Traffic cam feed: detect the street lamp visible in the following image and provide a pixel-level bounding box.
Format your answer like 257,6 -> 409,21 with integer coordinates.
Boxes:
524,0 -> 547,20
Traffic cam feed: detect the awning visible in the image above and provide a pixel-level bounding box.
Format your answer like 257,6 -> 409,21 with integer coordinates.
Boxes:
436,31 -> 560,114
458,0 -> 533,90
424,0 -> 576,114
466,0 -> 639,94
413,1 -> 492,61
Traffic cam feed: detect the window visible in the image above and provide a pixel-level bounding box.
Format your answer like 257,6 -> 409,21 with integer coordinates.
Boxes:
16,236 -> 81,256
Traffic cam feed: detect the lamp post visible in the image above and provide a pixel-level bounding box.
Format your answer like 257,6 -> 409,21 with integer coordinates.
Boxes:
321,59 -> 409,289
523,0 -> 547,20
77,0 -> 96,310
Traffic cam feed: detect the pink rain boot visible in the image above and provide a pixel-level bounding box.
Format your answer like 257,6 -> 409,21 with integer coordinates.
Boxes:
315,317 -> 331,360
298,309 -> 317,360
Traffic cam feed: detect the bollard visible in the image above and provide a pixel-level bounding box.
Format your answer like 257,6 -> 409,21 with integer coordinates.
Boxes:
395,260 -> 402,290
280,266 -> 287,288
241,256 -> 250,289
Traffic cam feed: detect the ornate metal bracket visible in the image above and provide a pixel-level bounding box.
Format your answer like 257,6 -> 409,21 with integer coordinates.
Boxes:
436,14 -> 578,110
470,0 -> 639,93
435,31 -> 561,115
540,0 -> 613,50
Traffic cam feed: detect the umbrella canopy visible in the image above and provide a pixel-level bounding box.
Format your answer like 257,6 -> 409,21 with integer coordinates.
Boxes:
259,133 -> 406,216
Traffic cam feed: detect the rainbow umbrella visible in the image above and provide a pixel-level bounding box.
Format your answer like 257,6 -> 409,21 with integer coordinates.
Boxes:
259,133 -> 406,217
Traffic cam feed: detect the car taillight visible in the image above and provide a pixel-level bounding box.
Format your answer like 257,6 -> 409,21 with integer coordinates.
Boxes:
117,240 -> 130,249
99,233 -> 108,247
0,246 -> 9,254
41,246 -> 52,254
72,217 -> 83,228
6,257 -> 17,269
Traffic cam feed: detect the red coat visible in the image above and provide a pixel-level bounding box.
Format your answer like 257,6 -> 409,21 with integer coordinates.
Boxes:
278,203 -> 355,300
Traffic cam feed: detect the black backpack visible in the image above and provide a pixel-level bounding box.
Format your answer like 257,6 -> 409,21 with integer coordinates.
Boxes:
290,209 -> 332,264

◆ ◆ ◆

PROBLEM STATEMENT → Output each line of the records above exactly.

PROBLEM SOLUTION →
Traffic cam feed: detect the street lamp visible in the following image and provide a pixel-level bounding box.
Format your answer like 257,6 -> 409,21 with integer coordinates.
Boxes:
524,0 -> 547,20
Traffic cam feed: detect the awning visible in the image above and provide a pixel-level bounding box.
Format your answer like 257,6 -> 409,21 with integer coordinates.
Boxes:
436,31 -> 560,114
458,0 -> 533,90
424,0 -> 576,114
466,0 -> 639,94
413,1 -> 492,61
Traffic cam feed: detect the window visible in the image above and provide a pixel-level bounding box.
Format your answer like 257,6 -> 409,21 with integer coordinates.
Boxes:
16,236 -> 81,256
Traffic cam feed: detect the lamp post visible in the image above and provide a pixel-level bounding box.
Format your answer like 257,6 -> 409,21 with integer coordinates.
Boxes:
321,59 -> 409,289
523,0 -> 547,20
77,0 -> 96,310
Traffic cam feed: detect the pink rain boot visible in the image above and provide a pixel-level bounding box.
Format your answer like 257,6 -> 409,21 with integer coordinates.
Boxes:
315,317 -> 331,360
298,309 -> 317,360
Traffic cam feed: detect the bollard visible in the image above and provide a pixel-level bounding box.
Format your answer like 257,6 -> 409,21 with integer coordinates.
Boxes:
395,260 -> 402,290
280,266 -> 287,288
241,256 -> 250,289
Traffic cam feed: detect the ornate metal bracket visible in the image above and provide a pixel-level bounding box.
Format your answer like 257,6 -> 409,21 with integer coordinates.
Boxes:
436,14 -> 578,110
470,0 -> 639,93
435,31 -> 561,115
540,0 -> 613,50
Traffic cam feed: detect the umbrella canopy visible in the image above and provide a pixel-level bounding box.
Format your answer like 257,6 -> 409,21 with integer coordinates.
Boxes:
259,133 -> 406,216
Traffic cam feed: detect the rainbow umbrella visible in the image above and provide a pixel-level bounding box.
Format your answer like 257,6 -> 409,21 with integer coordinates.
Boxes:
259,133 -> 406,217
Traffic cam feed: detect the car taillight visible in the image above and provide a pixel-level bounding box.
Format your answer like 257,6 -> 409,21 with integer coordinates.
Boxes:
117,240 -> 130,249
99,233 -> 108,247
0,246 -> 9,254
41,246 -> 52,254
72,217 -> 83,228
6,257 -> 17,269
Traffic cam feed: detect the red coat visible in the image above and provide a pixel-level bounding box.
Format your answer like 257,6 -> 409,21 with integer coordinates.
Boxes:
278,203 -> 355,300
Traffic cam feed: detect the black backpack visible in the image above and provide a pixel-level bounding box.
Format your answer like 257,6 -> 409,21 with integer coordinates.
Boxes:
290,209 -> 332,264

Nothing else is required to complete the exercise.